- [EXERCISE AIM] Copy the entries starting at the line containing "Indicate the construction" and ending at the line containing "Indicate the collage", swapping "for each instance" for "for every instance" and leaving the rest as is.

- [INPUT DATA]
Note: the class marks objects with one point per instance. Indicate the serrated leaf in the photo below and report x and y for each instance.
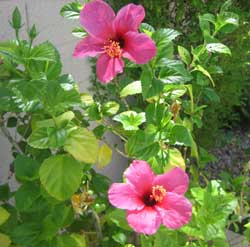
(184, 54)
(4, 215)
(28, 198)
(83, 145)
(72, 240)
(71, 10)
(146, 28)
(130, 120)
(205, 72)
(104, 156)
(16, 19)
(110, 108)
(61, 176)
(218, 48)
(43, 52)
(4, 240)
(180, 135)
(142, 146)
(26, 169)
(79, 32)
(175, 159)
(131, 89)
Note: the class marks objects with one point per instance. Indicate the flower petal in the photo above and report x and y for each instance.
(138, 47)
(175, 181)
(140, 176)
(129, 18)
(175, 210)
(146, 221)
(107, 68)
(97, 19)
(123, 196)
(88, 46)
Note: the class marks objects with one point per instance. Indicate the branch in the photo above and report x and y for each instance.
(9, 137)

==

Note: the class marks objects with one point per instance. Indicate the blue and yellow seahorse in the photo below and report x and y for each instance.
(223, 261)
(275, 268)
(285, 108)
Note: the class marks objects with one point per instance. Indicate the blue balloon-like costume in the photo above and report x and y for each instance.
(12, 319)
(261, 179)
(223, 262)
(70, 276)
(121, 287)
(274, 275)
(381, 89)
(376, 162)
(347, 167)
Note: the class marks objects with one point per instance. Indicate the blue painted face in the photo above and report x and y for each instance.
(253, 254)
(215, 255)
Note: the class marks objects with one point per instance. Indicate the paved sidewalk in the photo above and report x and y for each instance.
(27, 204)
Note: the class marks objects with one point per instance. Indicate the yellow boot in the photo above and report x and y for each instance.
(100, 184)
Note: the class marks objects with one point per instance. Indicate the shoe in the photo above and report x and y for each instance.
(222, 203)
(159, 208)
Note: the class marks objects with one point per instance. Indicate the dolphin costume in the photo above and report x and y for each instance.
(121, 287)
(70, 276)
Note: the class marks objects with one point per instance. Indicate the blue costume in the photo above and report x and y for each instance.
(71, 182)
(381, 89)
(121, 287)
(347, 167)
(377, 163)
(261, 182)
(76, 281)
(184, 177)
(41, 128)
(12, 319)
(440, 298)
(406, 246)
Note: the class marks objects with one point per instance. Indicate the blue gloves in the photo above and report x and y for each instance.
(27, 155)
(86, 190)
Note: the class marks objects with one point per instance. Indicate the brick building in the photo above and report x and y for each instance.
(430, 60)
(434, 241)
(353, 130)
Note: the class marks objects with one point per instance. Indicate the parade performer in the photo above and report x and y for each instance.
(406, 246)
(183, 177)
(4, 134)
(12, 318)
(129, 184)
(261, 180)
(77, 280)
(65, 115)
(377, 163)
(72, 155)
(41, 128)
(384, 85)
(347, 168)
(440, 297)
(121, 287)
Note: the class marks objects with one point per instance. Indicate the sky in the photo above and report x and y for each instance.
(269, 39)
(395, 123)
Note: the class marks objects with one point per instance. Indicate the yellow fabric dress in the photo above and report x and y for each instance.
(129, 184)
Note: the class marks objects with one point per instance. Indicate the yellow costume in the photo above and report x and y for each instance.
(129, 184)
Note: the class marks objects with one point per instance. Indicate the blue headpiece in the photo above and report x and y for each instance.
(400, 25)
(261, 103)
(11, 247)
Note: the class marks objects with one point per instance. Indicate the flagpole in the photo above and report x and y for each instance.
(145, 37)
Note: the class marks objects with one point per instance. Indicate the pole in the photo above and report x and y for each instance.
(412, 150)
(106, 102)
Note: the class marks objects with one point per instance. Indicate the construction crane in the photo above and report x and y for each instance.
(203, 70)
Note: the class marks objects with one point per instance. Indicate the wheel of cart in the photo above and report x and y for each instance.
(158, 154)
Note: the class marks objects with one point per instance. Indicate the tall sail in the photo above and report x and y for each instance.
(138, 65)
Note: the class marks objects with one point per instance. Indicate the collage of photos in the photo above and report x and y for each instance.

- [ANSWER IN FULL]
Note: the class marks objects with one point per instance. Indicate the construction crane in the photo above and report x and y for every instance.
(203, 70)
Note: the class marks objects with one point per instance. Indicate the wheel of cart in the photo above and report x and y for every instance.
(158, 154)
Note: the class marks objects with one point per instance. Indicate the tall sail in the photo above and report x and y for every instance.
(138, 65)
Note: the class marks objects with one point per instance. Indicate the collage of photos in the photo above and report x and y for every instance.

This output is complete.